Data drawn from a collection
□ □ □

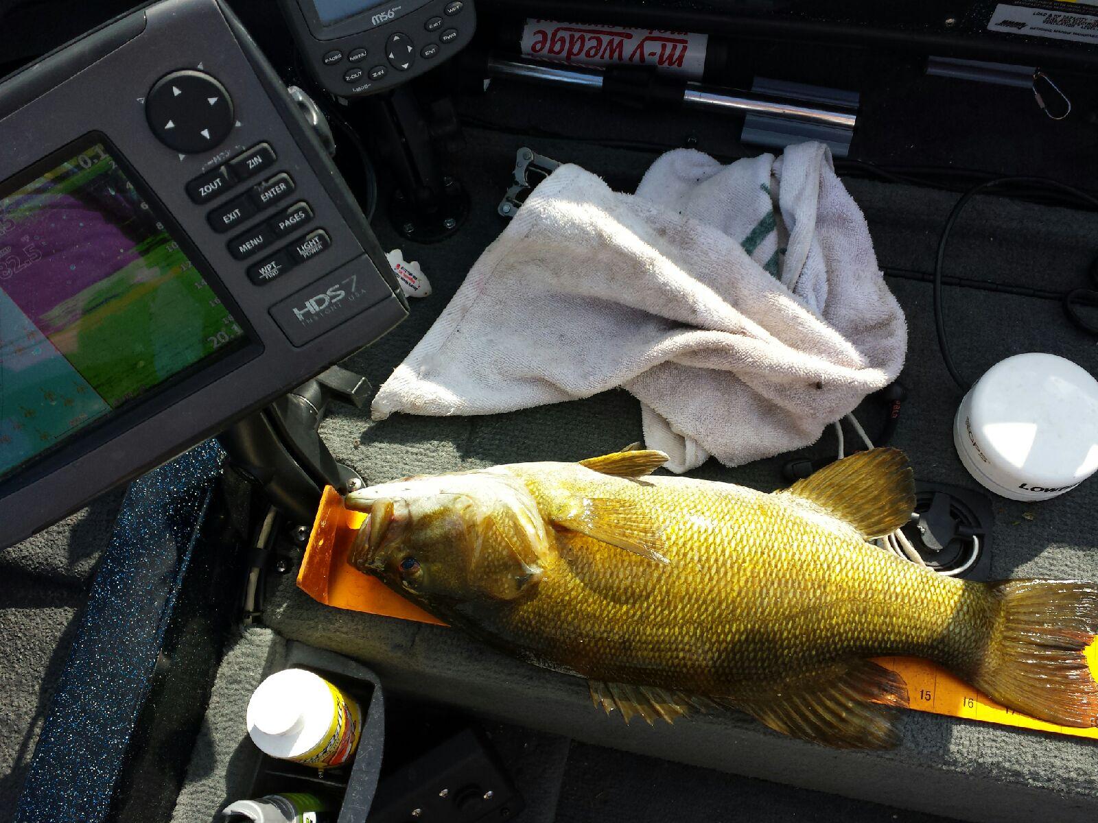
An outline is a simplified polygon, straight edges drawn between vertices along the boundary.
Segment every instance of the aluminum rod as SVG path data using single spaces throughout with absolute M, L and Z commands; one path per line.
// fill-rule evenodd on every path
M 490 58 L 488 69 L 492 77 L 509 77 L 587 91 L 600 91 L 603 88 L 603 74 L 594 69 L 564 68 L 500 57 Z M 802 123 L 816 123 L 849 129 L 853 129 L 858 123 L 858 112 L 850 109 L 806 104 L 770 94 L 755 94 L 738 89 L 720 89 L 696 82 L 686 83 L 683 104 L 697 109 L 768 114 Z

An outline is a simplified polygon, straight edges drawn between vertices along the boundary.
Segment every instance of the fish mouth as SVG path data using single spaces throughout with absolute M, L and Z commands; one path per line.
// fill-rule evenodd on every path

□ □ □

Task objective >>
Format the lines of the entries above as a Markdown table with the columns Row and Line, numbering each row and skipping blank lines. Leave the pictures out.

Reply to the exercise >>
| Row | Line |
|---|---|
| 1 | An outline is a simplified polygon, straight edges drawn between vertices along the boundary. |
| 2 | Segment every instance of the aluminum rod as SVG path data using single spaces throughout with absolute M, L and Z commands; one path per line. |
| 3 | // fill-rule evenodd on every path |
| 4 | M 490 58 L 488 69 L 492 77 L 509 77 L 587 91 L 600 91 L 603 88 L 603 74 L 594 69 L 564 68 L 500 57 Z M 802 123 L 816 123 L 849 129 L 853 129 L 858 123 L 858 112 L 850 109 L 806 104 L 770 94 L 755 94 L 738 89 L 720 89 L 696 82 L 686 83 L 683 104 L 697 109 L 768 114 Z |
| 5 | An outline is a simplified polygon, straight edges drawn between vertices along the boundary. |
| 6 | Segment every instance of the fish mouth as SVG path data using single spaces throughout with absolute M, L and Z commands; one path per line. |
| 7 | // fill-rule evenodd on every path |